## TEXT SECTION
>>>>>
# Symptomatic Pelvic Organ Prolapse and Self-Rated Health, One Year After Childbirth: A Swedish Nationwide Register Study

**Authors:** Maria Mirskaya, Anna Isaksson, Eva-Carin Lindgren, Ing-Marie Carlsson

PMC · DOI: 10.1007/s00192-025-06322-8 · International Urogynecology Journal · 2025-09-29

## TL;DR

Women with pelvic organ prolapse after childbirth report worse health one year later compared to those without the condition.

## Contribution

This study identifies a significant association between symptomatic pelvic organ prolapse and poor self-rated health in women one year post-childbirth.

## Key findings

- Women with sPOP were 55.7% more likely to report poor self-rated health one year after childbirth.
- Low education, urinary incontinence, fecal incontinence, and pre-pregnancy poor health were also linked to poor self-rated health.
- sPOP is highlighted as a public health concern affecting women's long-term health outcomes.

## Abstract

Pelvic organ prolapse (POP) is a complication of childbirth that may impair the overall health of women. We hypothesized that women with symptomatic pelvic organ prolapse (sPOP) would rate their health lower than women without sPOP 1 year after childbirth.

The Swedish National Pregnancy Register, and the Pregnancy Survey were merged and searched for women with data on self-rated health and POP 1 year after childbirth. The women (n = 43,082), who answered these validated questions in the Pregnancy Survey between December 2022 and October 2024 comprised our study population, of which 40,392 were included in the final analysis. Analysis was performed using descriptive statistics and a binary logistic regression model to estimate the associations between self-rated health and sPOP 1 year after childbirth.
<<<<<
## ENTRIES SHOWN
>>>>>
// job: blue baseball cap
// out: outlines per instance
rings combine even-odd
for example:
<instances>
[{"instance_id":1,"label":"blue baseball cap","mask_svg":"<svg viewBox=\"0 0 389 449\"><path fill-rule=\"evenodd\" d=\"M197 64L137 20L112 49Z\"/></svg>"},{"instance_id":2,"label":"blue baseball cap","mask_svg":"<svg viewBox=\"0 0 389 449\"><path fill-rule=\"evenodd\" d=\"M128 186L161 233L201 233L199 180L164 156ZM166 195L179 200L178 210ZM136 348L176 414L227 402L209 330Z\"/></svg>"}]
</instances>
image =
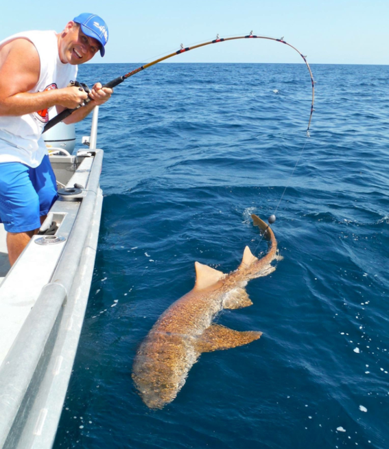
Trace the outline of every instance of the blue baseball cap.
<instances>
[{"instance_id":1,"label":"blue baseball cap","mask_svg":"<svg viewBox=\"0 0 389 449\"><path fill-rule=\"evenodd\" d=\"M98 41L101 44L100 54L104 56L106 52L104 45L108 42L108 32L107 24L95 14L83 12L73 19L79 23L84 34Z\"/></svg>"}]
</instances>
<<<<<
## EXERCISE REQUIREMENTS
Transcribe the passage of the prolapse study summary above, starting with "PMC · DOI: 10.1007/s00192-025-06322-8" and going on through "poor self-rated health.".

## ANSWER BOX
PMC · DOI: 10.1007/s00192-025-06322-8 · International Urogynecology Journal · 2025-09-29

## TL;DR

Women with pelvic organ prolapse after childbirth report worse health one year later compared to those without the condition.

## Contribution

This study identifies a significant association between symptomatic pelvic organ prolapse and poor self-rated health in women one year post-childbirth.

## Key findings

- Women with sPOP were 55.7% more likely to report poor self-rated health one year after childbirth.
- Low education, urinary incontinence, fecal incontinence, and pre-pregnancy poor health were also linked to poor self-rated health.